(RECORDS Opens)
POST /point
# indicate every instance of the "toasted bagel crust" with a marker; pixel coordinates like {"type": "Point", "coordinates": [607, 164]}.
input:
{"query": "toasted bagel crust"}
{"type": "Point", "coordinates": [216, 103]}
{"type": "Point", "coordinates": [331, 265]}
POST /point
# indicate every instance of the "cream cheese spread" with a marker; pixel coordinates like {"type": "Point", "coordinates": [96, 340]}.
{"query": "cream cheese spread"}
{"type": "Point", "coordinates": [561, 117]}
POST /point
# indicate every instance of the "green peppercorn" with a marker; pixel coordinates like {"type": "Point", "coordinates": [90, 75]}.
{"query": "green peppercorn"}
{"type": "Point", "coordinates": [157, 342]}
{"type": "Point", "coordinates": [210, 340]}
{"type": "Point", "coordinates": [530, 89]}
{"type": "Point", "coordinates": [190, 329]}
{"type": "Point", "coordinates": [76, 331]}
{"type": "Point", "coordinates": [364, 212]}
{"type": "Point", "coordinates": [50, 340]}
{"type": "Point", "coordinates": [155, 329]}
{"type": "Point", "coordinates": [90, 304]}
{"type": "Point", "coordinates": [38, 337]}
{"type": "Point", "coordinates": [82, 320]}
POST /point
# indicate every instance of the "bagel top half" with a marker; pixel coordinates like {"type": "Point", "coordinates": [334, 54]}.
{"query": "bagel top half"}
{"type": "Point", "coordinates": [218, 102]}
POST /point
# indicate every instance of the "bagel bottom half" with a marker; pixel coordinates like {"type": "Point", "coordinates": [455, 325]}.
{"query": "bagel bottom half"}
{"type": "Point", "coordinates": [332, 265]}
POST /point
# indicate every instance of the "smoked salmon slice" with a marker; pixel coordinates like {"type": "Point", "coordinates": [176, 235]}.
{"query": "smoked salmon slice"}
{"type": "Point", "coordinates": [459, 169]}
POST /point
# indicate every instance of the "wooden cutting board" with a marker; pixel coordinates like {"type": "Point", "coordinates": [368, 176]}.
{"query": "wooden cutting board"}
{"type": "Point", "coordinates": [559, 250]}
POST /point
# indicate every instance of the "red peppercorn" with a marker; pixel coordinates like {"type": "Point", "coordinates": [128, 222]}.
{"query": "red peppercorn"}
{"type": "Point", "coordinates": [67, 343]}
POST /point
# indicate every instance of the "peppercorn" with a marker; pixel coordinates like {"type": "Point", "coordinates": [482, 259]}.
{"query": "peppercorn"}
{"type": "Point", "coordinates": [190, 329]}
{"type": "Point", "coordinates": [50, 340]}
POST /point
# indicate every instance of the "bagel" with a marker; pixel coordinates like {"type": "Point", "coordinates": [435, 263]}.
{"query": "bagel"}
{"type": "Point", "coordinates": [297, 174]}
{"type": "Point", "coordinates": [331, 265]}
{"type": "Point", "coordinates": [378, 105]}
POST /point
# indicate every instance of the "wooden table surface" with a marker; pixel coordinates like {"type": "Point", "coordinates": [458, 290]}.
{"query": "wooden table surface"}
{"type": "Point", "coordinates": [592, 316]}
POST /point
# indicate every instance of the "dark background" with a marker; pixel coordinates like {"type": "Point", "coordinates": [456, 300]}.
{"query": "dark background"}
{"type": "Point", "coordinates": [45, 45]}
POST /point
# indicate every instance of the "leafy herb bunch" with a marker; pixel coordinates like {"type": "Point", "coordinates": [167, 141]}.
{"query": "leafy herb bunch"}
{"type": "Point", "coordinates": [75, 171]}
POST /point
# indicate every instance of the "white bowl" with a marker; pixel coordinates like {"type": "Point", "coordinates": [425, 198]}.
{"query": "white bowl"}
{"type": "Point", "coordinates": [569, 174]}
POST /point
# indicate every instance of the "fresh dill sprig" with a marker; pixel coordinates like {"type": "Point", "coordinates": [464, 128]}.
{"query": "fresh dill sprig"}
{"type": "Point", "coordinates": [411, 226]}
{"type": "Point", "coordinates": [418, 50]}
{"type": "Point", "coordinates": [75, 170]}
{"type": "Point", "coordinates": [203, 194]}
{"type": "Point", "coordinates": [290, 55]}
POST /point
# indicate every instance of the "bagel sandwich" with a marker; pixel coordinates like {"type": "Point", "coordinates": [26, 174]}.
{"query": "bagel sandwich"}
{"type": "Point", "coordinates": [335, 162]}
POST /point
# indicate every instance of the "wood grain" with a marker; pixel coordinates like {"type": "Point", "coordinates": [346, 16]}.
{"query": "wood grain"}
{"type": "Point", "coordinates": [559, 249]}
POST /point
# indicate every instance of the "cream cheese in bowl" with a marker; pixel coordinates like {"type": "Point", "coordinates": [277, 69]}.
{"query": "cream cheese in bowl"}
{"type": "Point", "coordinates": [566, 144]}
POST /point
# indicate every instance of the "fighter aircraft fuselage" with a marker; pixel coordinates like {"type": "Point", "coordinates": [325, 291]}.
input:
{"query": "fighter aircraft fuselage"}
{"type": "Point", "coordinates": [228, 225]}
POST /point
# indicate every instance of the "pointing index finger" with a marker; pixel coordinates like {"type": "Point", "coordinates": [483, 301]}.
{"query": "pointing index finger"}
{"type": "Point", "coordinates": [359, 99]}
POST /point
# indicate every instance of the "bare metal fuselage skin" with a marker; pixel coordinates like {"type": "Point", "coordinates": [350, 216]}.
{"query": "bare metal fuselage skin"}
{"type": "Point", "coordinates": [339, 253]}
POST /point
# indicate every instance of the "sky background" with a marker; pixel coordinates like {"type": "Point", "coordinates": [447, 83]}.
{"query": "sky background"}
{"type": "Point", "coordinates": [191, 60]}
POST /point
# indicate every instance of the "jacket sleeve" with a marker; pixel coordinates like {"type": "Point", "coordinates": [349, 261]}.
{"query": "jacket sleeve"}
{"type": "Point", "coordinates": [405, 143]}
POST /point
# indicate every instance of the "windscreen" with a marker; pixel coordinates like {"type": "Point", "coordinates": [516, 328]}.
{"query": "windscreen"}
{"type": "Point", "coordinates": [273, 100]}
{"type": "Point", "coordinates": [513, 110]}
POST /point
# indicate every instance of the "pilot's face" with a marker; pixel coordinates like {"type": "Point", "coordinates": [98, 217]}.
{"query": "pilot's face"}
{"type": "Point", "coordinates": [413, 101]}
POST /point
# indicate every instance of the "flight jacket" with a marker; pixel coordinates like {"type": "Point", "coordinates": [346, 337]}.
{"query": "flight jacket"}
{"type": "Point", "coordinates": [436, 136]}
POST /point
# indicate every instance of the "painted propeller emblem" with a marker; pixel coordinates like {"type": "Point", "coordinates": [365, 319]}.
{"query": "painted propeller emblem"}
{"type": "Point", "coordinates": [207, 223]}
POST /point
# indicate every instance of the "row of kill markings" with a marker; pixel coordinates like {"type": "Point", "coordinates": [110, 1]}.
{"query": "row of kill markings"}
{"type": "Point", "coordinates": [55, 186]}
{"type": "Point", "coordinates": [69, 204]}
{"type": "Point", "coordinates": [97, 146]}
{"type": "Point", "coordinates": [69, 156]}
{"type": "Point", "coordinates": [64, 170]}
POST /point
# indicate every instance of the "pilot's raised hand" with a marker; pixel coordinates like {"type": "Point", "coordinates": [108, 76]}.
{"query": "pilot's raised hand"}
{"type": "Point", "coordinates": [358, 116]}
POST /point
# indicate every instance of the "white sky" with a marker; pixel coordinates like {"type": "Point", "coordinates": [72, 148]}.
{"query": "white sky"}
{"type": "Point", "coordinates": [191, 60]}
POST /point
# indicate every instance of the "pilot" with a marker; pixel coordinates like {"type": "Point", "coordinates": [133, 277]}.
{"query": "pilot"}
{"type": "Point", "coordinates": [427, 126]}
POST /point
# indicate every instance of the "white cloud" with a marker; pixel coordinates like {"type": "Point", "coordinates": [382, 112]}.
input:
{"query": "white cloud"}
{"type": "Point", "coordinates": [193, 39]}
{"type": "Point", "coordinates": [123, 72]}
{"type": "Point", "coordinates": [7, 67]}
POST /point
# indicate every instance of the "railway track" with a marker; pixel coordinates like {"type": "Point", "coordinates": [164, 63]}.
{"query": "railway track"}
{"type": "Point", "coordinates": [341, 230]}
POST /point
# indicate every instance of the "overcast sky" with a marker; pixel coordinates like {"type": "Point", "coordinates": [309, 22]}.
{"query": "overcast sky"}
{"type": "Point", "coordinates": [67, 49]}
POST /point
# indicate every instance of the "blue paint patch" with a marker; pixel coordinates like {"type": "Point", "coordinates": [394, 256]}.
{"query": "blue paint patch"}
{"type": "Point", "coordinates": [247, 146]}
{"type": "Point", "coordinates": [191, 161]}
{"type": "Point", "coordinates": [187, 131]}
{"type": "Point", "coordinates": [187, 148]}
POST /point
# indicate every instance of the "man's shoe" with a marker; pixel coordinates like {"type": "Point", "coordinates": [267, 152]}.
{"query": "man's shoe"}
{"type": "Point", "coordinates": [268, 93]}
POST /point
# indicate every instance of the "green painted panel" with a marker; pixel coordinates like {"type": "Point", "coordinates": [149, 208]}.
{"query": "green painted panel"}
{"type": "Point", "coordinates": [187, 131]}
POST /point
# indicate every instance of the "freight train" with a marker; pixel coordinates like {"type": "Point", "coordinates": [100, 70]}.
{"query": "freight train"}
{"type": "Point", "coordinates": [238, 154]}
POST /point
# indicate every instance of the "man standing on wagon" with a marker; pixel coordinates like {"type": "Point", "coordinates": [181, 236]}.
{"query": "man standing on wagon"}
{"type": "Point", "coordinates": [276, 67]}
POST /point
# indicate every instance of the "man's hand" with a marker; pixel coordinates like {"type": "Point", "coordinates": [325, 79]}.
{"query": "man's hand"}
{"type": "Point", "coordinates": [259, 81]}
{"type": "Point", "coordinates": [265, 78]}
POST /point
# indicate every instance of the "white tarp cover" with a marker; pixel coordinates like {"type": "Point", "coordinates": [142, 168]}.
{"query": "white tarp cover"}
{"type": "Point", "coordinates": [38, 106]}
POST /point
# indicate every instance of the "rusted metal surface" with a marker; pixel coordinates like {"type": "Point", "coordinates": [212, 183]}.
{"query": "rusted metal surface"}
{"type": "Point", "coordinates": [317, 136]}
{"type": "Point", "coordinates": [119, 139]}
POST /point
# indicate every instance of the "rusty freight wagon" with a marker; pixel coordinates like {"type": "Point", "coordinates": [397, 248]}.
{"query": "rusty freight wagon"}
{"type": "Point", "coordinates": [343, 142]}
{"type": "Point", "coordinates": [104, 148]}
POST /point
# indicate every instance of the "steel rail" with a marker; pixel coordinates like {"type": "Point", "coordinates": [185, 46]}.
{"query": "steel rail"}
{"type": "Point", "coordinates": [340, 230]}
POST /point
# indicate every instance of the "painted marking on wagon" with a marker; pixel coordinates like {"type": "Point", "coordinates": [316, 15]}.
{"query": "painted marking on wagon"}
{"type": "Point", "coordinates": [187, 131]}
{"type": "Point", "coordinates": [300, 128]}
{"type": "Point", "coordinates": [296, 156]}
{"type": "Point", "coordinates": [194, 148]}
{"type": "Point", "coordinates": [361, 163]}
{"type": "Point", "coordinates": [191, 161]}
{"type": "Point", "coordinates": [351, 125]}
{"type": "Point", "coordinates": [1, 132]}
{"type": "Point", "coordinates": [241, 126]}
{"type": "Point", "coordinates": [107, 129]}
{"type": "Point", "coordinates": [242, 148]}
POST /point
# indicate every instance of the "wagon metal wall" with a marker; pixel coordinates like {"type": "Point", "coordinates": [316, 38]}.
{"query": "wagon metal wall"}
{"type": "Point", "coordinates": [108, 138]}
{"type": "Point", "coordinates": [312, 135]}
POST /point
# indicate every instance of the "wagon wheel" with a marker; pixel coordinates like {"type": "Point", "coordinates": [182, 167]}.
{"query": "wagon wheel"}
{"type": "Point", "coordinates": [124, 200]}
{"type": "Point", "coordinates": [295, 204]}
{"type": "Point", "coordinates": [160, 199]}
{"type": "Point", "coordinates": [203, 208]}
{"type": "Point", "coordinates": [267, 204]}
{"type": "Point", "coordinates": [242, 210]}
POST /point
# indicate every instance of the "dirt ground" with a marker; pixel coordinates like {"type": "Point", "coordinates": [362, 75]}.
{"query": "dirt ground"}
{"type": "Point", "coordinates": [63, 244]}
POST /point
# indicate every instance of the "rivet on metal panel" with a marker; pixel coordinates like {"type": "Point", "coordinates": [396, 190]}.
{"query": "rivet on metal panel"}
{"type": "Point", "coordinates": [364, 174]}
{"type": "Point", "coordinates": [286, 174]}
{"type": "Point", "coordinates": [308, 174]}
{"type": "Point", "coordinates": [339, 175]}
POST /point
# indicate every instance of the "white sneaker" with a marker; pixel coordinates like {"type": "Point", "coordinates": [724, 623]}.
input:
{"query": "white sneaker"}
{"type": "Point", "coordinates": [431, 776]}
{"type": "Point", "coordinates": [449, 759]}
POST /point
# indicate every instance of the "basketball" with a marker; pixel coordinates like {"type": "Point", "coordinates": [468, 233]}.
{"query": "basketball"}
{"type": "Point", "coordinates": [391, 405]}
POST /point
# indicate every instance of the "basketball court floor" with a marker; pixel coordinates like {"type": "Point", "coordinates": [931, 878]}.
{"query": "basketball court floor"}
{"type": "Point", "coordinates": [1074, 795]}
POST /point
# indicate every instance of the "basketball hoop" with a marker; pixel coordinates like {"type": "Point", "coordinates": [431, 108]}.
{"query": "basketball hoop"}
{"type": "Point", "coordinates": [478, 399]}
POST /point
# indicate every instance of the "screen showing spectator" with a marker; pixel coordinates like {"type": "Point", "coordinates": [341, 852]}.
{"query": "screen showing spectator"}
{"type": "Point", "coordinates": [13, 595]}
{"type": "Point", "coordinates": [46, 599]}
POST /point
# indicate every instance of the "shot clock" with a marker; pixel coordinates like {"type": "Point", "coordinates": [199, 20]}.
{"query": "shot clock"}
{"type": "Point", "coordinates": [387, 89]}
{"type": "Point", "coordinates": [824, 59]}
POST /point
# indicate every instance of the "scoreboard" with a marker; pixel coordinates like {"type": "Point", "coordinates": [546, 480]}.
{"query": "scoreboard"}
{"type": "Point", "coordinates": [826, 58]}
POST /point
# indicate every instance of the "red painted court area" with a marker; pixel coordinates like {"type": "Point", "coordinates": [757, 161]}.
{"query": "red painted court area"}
(RECORDS Closes)
YOUR TASK: The word "area" is the filter: copy every line of the listing above that contains it.

OUTPUT OF THE TASK:
# indicate every instance of the "red painted court area" with a marker; pixel coordinates like {"type": "Point", "coordinates": [757, 161]}.
{"query": "red painted court area"}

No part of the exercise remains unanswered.